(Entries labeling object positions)
START

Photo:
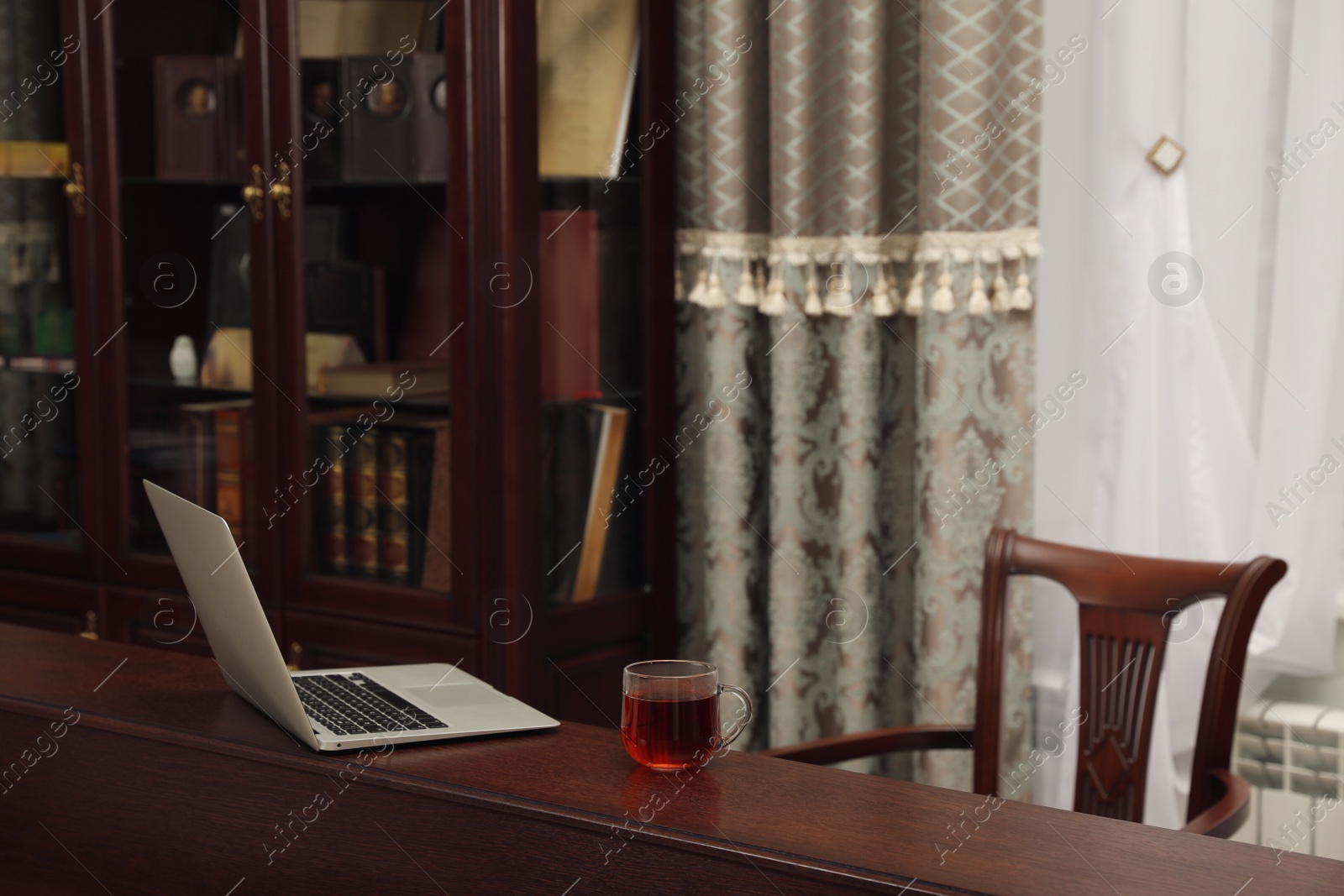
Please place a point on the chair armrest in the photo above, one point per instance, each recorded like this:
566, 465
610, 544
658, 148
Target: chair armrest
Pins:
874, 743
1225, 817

END
START

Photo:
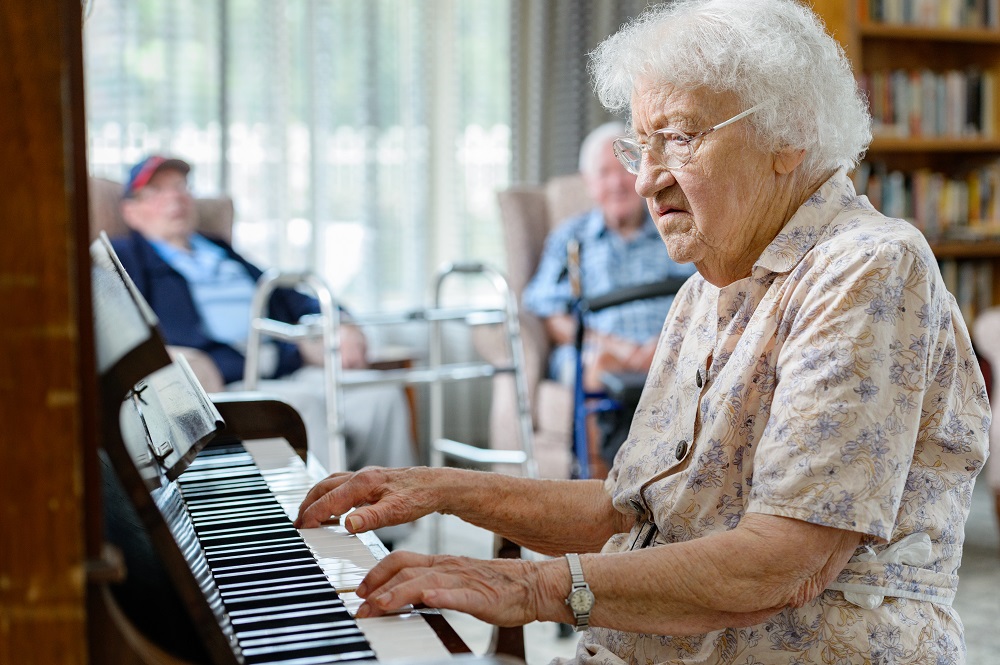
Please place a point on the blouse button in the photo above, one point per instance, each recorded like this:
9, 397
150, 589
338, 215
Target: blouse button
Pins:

END
START

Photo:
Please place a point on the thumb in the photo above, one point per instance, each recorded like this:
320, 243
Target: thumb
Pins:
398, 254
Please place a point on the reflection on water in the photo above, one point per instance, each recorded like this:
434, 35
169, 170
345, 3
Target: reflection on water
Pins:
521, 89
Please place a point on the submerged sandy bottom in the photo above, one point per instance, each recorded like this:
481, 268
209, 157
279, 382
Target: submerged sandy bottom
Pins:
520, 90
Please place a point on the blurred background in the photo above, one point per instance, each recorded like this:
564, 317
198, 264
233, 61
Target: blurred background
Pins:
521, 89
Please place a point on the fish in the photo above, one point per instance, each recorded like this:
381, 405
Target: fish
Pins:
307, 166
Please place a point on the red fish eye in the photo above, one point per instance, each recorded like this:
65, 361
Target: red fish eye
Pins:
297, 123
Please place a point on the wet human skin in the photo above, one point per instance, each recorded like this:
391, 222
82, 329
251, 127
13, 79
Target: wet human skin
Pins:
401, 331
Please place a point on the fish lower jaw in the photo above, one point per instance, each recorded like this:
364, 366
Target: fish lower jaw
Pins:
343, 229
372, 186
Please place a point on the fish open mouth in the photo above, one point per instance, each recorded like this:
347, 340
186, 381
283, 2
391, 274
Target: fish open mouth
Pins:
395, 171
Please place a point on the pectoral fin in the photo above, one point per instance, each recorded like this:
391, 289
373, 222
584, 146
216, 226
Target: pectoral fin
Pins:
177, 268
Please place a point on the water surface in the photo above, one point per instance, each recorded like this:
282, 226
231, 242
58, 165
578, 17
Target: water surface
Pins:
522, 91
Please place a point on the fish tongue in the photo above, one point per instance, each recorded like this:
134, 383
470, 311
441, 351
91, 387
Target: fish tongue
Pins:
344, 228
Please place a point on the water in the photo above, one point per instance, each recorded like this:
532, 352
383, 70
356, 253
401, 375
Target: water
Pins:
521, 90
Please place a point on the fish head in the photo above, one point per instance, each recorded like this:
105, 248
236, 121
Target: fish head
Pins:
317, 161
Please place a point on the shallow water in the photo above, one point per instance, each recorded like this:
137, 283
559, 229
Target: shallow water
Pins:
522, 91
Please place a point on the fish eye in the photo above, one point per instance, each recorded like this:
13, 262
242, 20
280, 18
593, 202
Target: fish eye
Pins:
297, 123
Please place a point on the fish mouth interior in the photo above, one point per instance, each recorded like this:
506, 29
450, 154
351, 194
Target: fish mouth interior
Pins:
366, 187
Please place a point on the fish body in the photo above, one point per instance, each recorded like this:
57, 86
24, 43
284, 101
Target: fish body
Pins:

END

**Your objective:** Locate each line of the data above that contains the string "blouse", matching case exactly, and copy those lines.

**Exercise result:**
Please place a point on the blouse button in the photo above, one point per instance, each recorded like this:
Target: blouse button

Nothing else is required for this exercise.